Directions for this task
A faithful retyping of every entry below is wanted, with images left out.

Saved entries
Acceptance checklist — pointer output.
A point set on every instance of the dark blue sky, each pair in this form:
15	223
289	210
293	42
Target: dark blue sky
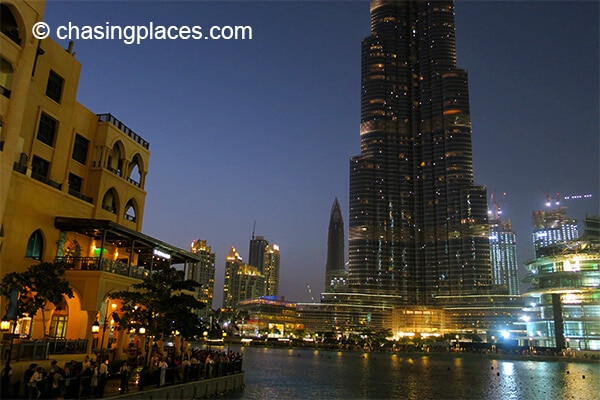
263	129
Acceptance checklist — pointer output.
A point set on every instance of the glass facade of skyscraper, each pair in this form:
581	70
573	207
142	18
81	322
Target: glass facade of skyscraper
418	224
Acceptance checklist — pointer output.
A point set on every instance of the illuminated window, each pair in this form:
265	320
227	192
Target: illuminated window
35	245
6	72
54	86
47	130
39	167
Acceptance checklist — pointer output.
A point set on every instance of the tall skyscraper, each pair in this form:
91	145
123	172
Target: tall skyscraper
271	270
242	281
418	224
503	250
551	227
335	273
203	272
256	253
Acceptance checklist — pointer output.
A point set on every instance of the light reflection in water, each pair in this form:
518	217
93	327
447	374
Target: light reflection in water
306	374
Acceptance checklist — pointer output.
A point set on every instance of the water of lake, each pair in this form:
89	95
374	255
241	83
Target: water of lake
275	373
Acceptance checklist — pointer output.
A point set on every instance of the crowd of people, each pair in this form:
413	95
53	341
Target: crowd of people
88	378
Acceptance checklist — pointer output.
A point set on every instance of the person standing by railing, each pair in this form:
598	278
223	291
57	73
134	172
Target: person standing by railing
124	372
162	365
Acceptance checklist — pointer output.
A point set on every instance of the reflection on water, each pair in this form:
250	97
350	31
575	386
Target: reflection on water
307	374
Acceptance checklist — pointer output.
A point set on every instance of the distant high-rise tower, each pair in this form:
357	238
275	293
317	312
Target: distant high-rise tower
256	253
242	281
550	227
271	270
503	250
203	273
418	224
335	273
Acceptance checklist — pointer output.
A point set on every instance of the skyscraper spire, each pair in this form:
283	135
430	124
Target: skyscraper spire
418	224
335	273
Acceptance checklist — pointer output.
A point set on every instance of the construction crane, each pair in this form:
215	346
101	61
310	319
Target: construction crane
557	198
551	199
309	290
496	211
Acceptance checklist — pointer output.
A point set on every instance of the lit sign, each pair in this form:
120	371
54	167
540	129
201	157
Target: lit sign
162	254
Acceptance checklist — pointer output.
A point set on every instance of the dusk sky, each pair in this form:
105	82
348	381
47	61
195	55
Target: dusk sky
262	130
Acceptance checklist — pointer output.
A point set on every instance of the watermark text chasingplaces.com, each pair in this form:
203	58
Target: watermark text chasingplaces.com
136	34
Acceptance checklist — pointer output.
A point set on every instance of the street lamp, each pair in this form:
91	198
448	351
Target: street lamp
225	338
6	326
95	327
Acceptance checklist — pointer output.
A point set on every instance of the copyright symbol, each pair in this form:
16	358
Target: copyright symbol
40	30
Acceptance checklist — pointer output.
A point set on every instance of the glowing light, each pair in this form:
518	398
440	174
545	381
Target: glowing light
162	254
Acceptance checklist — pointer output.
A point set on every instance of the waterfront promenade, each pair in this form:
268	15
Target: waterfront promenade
204	374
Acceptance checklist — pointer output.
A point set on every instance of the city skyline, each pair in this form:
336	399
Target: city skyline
282	164
418	221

Result of the task
Acceptance checklist — pointer output.
A point set on every instance of the dark blue sky, each pair in this form:
15	223
289	210
293	42
Target: dark blue sky
263	129
Acceptance checklist — pointer output.
A point set on every instance of the glass facade of skyscraper, each pair in this form:
581	70
573	207
142	18
81	322
Target: glass facade of skyscraper
418	224
Acceptance checklist — pointer output.
A point set on every instance of the illuminated window, each pair in this form:
265	320
227	192
Target: illuminated window
35	245
6	72
54	86
47	130
39	167
Acceptance checklist — pointer output.
A point set on every instance of the tall skyscraper, each pair in this form:
91	145
123	172
Target: tall skyscraper
271	270
242	281
418	224
503	250
551	227
335	273
203	272
256	253
Acceptance checklist — pointer output.
A point set on every instance of the light reflection in water, each pair in this form:
518	217
93	327
447	374
Target: light reflection in water
306	374
Acceptance checklist — pointer output.
A point set on every instance of the water of lake, each pair in this form:
89	95
374	255
241	83
Target: water of lake
275	373
Acceptance checklist — pointer output.
A point set on every instance of the crowd of people, each pair in this form:
413	95
53	341
Target: crowd of people
88	378
Acceptance checklist — pointer output.
A point set on every instance of the person standing by railing, each pair in this form:
598	278
223	291
57	73
134	172
Target: person standing by railing
124	372
162	365
Acceptance checklist — pointer output.
A point set on every instance of the reflection on water, each pair in this form:
250	97
350	31
575	386
Target: reflection on water
307	374
Acceptance checklist — pointer output.
A point set on every instance of the distant high-rise tower, each pair in this form:
357	238
275	293
317	312
Target: distant high-rise tower
256	253
242	281
550	227
271	270
503	250
203	273
418	224
335	273
Acceptance checklist — pointer output.
A point set on every instance of the skyscraper spire, each pair in this form:
283	135
430	124
Target: skyscraper spire
418	224
335	273
Acceptance checklist — pointer output.
A point set on every instance of the construction crane, each pair in this form:
215	346
101	61
310	319
Target: construction crane
557	198
551	199
309	290
496	211
Acceptance checklist — pointer output.
A point set on every instance of the lit sign, each pair in this form:
120	371
54	167
540	129
201	157
Target: lit sign
162	254
Acceptance checklist — pointer output.
A point set on every instance of the dusk sky, each pair in this form:
105	82
348	381
47	61
195	55
Target: dusk sky
262	130
Acceptance checklist — pointer output.
A point set on every instance of the watermark text chasingplaces.com, each pair in this form:
203	58
Target: watermark text chasingplaces.com
136	34
Acceptance checklist — pointer output.
A point set on every instance of the street lamp, each pair in this form:
91	198
448	351
Target: street lamp
225	338
6	326
95	327
Acceptance checklist — pointer output.
A point set on every instance of the copyright symbol, each pair in this form:
16	358
Target: copyright symbol
40	30
Acceptance checklist — pointer output.
A point set on every instance of the glowing light, each pair in this form:
518	398
440	174
545	381
Target: glowing light
162	254
Acceptance checklist — pointer output.
A point set on every instance of the waterfront promenade, each pair in this form:
268	15
Target: waterfront promenade
204	374
Acceptance checklist — pointer output.
A point set on every instance of the city skyline, each pair in this form:
336	399
Target: city skyline
282	164
418	221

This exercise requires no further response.